Finite element analysis (FEA) [2] is a widely applied approach to model the complex system of submarine cables. In FEA, by using mathematical approximation, a finite number of known variables are used to approximate a real system containing an infinite number of unknown variables. The current capacity finite element software was used in [2] to perform the simulation analysis and derive the direct current (DC) resistance requirements of the submarine cable. To meet the practical needs of the project laying environment, the final design of the suitable conductor and structure size for the submarine cable was obtained. By combining the external impedance analysis method and the FEA, reference [3] proposed a hybrid method for calculating the impedance of a submarine cable. The hybrid method uses analytical expressions to calculate the external impedance of the submarine cable, which can reduce the computational effort of the finite element analysis and also overcome the limitations of the finite element software. In [4], FEA was employed to calculate the ground return impedance of a submarine power cable when inserted into a tri-media environment, i.e., air, seawater, and soil. The authors also compared the results with dual-media and single-media analytical formulations. For the deformation of submarine cables caused by the ship anchor, a three-dimensional dual nonlinear model was established in [5] using a FEA software called ABAQUS.

The existing research of submarine cables mainly focus on the applications for the engineering field [6,7,8]. However, the study on the fault detection of submarine cables is fairly scarce. When the fault event occurs in the surrounding environment, it will cause the vibration to the submarine cable, thus the vibration characteristic is of great significance to determine the type and the location of the fault events of the optical fiber composite submarine cables. Therefore, extracting robust and subtle features from vibration signals and studying the detection methods are of great help for the detection of fault events of the optical fiber composite submarine cables.
+ + + + + + +
→ **THE REQUEST**
Quote the submarine cable text from "The existing research" up to and including "of fault events of the optical fiber composite submarine cables.".
+ + + + + + +
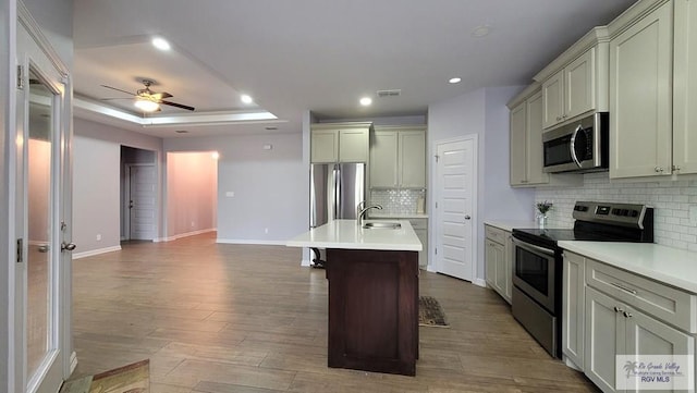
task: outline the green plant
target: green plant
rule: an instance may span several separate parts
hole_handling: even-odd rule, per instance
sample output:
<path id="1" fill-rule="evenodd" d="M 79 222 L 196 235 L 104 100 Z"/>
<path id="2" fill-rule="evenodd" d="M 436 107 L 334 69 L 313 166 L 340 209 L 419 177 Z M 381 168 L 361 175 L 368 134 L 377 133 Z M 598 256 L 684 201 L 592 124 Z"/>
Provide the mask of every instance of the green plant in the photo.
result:
<path id="1" fill-rule="evenodd" d="M 540 214 L 545 216 L 552 209 L 552 206 L 554 206 L 554 204 L 548 202 L 547 200 L 537 202 L 537 211 L 539 211 Z"/>

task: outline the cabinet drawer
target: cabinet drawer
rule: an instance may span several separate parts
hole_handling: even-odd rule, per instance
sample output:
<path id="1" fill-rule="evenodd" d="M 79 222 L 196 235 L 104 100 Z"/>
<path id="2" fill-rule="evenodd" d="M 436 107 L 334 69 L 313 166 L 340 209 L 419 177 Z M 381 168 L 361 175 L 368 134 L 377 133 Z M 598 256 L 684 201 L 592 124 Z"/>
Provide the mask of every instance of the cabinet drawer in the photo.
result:
<path id="1" fill-rule="evenodd" d="M 697 298 L 693 294 L 592 259 L 586 260 L 586 283 L 678 329 L 697 333 Z"/>
<path id="2" fill-rule="evenodd" d="M 505 244 L 508 232 L 496 226 L 485 225 L 485 236 L 492 242 Z"/>
<path id="3" fill-rule="evenodd" d="M 428 220 L 427 219 L 411 219 L 409 223 L 414 231 L 416 230 L 428 230 Z"/>

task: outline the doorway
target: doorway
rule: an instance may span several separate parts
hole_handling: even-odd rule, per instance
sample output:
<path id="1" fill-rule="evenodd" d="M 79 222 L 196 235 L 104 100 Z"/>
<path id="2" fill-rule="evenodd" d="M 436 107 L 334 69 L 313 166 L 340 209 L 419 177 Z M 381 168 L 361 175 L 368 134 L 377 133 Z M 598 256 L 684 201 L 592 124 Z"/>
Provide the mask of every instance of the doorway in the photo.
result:
<path id="1" fill-rule="evenodd" d="M 436 144 L 436 270 L 476 277 L 477 135 Z"/>
<path id="2" fill-rule="evenodd" d="M 71 371 L 70 85 L 29 15 L 17 23 L 14 303 L 11 380 L 16 392 L 56 392 Z"/>
<path id="3" fill-rule="evenodd" d="M 157 152 L 121 146 L 121 240 L 155 241 L 158 229 Z"/>

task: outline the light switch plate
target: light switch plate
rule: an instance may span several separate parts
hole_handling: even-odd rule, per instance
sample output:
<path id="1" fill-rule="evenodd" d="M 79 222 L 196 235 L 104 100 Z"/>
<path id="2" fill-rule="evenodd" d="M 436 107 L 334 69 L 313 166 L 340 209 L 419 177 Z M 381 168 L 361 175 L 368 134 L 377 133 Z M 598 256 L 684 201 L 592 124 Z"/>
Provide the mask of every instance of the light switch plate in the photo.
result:
<path id="1" fill-rule="evenodd" d="M 697 205 L 689 206 L 689 223 L 697 225 Z"/>

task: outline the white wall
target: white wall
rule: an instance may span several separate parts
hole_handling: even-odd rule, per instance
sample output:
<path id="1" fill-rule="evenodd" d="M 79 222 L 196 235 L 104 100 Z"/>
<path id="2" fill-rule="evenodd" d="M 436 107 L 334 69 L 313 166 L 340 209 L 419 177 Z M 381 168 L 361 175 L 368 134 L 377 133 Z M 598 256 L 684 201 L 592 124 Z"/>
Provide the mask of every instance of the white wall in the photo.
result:
<path id="1" fill-rule="evenodd" d="M 272 148 L 265 150 L 265 145 Z M 308 167 L 303 164 L 299 130 L 293 134 L 170 138 L 164 139 L 164 149 L 220 153 L 218 242 L 285 244 L 307 231 Z"/>
<path id="2" fill-rule="evenodd" d="M 167 153 L 167 237 L 216 229 L 218 162 L 206 152 Z"/>
<path id="3" fill-rule="evenodd" d="M 478 138 L 478 199 L 476 230 L 475 282 L 484 284 L 484 221 L 488 219 L 531 220 L 534 191 L 514 189 L 509 186 L 509 110 L 505 103 L 519 87 L 484 88 L 477 91 L 437 102 L 428 107 L 429 163 L 441 140 L 476 134 Z M 429 169 L 429 210 L 433 212 L 436 172 Z M 436 245 L 433 220 L 429 220 L 429 244 Z M 429 261 L 435 260 L 430 253 Z"/>
<path id="4" fill-rule="evenodd" d="M 82 135 L 75 135 L 73 146 L 74 254 L 119 248 L 121 146 Z"/>

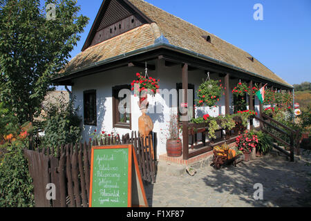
+ + + + + + +
→ **FINAL RESULT**
The existing research of submarine cables mainly focus on the applications for the engineering field [6,7,8]. However, the study on the fault detection of submarine cables is fairly scarce. When the fault event occurs in the surrounding environment, it will cause the vibration to the submarine cable, thus the vibration characteristic is of great significance to determine the type and the location of the fault events of the optical fiber composite submarine cables. Therefore, extracting robust and subtle features from vibration signals and studying the detection methods are of great help for the detection of fault events of the optical fiber composite submarine cables.